Your task -
In the excerpt on bipartite node redundancy, find the part that opens with the words containing "Compute bipartite node" and closes with "Networks 30(1), 31–48.". Set it down word for word.

Compute bipartite node redundancy coefficient.

The redundancy coefficient of a node $$v$$ is the fraction of pairs of neighbors of $$v$$ that are both linked to other nodes. In a one-mode projection these nodes would be linked together even if $$v$$ were not there.

$rc(v) = \frac{|\{\{u,w\} \subseteq N(v), \: \exists v' \neq v,\: (v',u) \in E\: \mathrm{and}\: (v',w) \in E\}|}{ \frac{|N(v)|(|N(v)|-1)}{2}}$

where $$N(v)$$ are the neighbors of $$v$$ in $$G$$.

Parameters: G : graph A bipartite graph nodes : list or iterable (optional) Compute redundancy for these nodes. The default is all nodes in G. redundancy : dictionary A dictionary keyed by node with the node redundancy value.

References

 [R167] Latapy, Matthieu, Clémence Magnien, and Nathalie Del Vecchio (2008). Basic notions for the analysis of large two-mode networks. Social Networks 30(1), 31–48.

Examples

>>> from networkx.algorithms import bipartite
>>> G = nx.cycle_graph(4)
>>> rc = bipartite.node_redundancy(G)
>>> rc[0]
1.0


Compute the average redundancy for the graph:

>>> sum(rc.values())/len(G)
1.0


Compute the average redundancy for a set of nodes:

>>> nodes = [0, 2]
>>> sum(rc[n] for n in nodes)/len(nodes)
1.0

Labeled area outline entries -
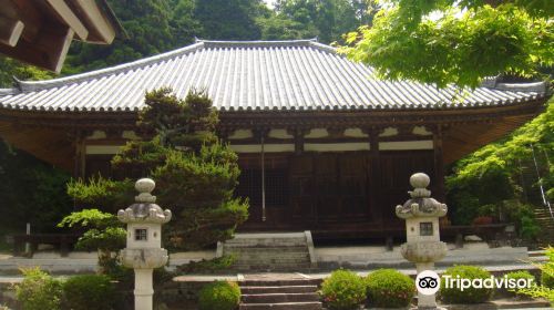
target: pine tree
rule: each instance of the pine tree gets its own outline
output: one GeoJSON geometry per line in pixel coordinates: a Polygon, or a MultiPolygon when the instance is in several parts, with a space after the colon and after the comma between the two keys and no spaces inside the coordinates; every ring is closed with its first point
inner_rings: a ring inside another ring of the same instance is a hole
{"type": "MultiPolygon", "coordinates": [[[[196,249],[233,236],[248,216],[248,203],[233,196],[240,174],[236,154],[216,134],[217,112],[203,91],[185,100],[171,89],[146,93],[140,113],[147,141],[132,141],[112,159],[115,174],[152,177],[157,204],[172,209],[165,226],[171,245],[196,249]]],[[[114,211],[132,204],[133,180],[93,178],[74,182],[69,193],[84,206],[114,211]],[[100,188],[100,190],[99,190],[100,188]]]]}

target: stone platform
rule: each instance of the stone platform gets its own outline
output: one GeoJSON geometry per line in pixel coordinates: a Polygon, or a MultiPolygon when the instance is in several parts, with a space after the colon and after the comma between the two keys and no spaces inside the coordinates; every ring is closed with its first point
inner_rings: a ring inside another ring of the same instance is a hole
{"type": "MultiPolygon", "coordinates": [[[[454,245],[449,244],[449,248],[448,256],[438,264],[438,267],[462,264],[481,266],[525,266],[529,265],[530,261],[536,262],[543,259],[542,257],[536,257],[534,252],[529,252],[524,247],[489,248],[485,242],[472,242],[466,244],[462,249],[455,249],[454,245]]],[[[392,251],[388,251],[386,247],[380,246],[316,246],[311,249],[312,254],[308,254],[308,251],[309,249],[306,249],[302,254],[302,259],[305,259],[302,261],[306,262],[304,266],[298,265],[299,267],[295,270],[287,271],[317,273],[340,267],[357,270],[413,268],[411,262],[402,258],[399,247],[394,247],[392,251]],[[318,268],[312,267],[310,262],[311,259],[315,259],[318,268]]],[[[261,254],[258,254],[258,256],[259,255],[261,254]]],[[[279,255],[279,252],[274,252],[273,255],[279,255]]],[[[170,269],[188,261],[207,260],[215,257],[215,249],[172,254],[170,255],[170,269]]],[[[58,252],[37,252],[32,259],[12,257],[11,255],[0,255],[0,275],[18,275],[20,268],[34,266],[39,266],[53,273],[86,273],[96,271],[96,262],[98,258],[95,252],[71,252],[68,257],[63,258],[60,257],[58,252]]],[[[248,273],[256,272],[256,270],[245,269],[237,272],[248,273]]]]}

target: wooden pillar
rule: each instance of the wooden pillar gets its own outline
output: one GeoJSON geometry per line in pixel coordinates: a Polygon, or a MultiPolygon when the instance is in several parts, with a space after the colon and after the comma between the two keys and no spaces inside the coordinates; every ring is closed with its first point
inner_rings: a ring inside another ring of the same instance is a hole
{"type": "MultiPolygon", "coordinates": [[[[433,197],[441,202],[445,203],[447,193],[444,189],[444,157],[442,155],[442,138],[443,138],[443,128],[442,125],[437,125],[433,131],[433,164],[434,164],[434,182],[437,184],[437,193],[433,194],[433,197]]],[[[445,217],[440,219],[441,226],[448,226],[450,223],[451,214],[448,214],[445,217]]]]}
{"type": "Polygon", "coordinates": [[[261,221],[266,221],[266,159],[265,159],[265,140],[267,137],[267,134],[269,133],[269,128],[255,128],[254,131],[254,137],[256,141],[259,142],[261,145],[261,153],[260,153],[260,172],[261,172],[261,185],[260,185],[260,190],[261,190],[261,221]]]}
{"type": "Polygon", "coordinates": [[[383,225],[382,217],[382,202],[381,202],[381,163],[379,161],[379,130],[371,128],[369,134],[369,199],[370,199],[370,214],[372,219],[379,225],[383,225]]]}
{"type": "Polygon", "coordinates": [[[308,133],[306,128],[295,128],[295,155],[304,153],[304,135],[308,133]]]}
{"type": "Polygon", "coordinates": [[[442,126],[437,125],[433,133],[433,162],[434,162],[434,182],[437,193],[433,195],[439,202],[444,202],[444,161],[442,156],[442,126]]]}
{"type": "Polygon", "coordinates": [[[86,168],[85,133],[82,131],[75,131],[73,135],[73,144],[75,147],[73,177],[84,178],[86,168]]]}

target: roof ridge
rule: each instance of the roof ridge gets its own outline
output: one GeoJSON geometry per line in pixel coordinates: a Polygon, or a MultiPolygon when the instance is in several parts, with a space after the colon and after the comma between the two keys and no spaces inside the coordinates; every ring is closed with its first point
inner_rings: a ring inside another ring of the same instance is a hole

--

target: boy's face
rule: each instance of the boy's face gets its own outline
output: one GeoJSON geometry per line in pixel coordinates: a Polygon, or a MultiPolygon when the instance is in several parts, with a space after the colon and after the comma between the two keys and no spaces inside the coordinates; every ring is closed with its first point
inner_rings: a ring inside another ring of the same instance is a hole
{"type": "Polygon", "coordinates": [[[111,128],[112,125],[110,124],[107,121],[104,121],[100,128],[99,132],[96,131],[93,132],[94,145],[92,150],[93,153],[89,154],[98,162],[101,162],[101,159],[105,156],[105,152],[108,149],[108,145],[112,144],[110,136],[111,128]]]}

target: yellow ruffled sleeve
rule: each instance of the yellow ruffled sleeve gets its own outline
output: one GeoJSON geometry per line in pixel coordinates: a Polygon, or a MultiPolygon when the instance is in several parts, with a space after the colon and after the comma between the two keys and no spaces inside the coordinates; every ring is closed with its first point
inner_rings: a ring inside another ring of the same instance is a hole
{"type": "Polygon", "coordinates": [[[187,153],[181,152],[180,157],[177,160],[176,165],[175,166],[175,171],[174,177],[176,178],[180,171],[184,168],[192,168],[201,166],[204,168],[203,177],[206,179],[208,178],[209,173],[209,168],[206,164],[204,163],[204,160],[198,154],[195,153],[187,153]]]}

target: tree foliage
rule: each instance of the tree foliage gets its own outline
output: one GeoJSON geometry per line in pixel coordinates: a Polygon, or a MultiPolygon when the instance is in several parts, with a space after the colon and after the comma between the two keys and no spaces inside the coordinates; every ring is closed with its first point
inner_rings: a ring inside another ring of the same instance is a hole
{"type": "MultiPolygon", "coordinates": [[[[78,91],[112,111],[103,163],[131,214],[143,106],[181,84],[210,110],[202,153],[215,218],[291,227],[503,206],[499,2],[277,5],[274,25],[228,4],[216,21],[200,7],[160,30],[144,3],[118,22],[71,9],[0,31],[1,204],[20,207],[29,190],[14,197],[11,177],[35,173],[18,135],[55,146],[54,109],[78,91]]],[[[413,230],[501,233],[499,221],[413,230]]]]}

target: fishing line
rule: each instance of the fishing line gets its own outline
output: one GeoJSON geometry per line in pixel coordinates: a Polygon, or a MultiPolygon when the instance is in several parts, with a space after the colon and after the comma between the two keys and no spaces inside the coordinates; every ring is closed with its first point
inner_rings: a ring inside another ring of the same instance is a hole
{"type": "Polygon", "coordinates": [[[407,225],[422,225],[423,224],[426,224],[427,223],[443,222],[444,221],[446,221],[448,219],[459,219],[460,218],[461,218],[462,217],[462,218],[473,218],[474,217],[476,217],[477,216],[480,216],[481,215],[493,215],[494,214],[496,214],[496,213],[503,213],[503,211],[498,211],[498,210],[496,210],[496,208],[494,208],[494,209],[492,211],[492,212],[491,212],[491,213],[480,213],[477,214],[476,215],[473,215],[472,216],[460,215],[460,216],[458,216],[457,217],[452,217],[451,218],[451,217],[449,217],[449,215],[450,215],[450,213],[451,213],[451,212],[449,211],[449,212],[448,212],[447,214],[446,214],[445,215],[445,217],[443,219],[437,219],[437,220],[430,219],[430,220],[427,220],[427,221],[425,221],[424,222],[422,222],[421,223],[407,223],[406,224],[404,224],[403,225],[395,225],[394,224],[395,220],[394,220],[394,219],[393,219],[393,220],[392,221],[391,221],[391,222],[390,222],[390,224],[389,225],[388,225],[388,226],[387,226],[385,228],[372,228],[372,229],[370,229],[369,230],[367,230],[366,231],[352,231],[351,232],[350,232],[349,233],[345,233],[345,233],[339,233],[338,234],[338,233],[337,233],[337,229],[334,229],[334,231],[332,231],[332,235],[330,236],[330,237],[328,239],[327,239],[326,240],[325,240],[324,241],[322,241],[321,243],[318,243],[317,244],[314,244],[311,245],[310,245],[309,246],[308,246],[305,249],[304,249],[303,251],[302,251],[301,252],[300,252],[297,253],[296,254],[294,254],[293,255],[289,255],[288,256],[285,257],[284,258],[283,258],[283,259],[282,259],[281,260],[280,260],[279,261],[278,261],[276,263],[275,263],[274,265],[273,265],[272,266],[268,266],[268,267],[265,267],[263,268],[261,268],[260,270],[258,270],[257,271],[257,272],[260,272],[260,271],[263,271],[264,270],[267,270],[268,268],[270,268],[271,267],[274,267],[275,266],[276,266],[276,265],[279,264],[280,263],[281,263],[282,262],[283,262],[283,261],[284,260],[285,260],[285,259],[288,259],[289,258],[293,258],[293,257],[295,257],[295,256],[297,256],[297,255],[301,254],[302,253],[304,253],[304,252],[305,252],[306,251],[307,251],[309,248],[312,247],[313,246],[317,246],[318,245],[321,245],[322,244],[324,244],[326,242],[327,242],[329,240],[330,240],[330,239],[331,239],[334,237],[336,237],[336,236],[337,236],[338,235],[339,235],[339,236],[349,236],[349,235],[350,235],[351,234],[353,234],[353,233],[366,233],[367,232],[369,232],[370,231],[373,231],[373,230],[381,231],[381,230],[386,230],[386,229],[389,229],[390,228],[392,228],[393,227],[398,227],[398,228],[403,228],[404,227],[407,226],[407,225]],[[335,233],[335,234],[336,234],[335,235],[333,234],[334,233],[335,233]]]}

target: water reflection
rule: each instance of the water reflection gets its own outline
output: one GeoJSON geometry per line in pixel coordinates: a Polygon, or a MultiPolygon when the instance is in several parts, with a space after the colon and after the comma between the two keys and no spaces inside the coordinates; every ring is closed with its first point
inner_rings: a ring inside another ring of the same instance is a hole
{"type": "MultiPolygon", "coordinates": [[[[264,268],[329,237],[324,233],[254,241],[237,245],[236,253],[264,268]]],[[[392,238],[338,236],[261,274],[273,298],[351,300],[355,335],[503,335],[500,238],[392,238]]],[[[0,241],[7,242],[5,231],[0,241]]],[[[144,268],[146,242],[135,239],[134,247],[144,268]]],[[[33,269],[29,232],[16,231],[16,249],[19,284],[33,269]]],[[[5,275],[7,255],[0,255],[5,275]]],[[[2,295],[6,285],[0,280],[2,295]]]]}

Exercise answer -
Compute bipartite node redundancy coefficient.

The redundancy coefficient of a node $$v$$ is the fraction of pairs of neighbors of $$v$$ that are both linked to other nodes. In a one-mode projection these nodes would be linked together even if $$v$$ were not there.

$rc(v) = \frac{|\{\{u,w\} \subseteq N(v), \: \exists v' \neq v,\: (v',u) \in E\: \mathrm{and}\: (v',w) \in E\}|}{ \frac{|N(v)|(|N(v)|-1)}{2}}$

where $$N(v)$$ are the neighbors of $$v$$ in $$G$$.

Parameters: G : graph A bipartite graph nodes : list or iterable (optional) Compute redundancy for these nodes. The default is all nodes in G. redundancy : dictionary A dictionary keyed by node with the node redundancy value.

References

 [R167] Latapy, Matthieu, Clémence Magnien, and Nathalie Del Vecchio (2008). Basic notions for the analysis of large two-mode networks. Social Networks 30(1), 31–48.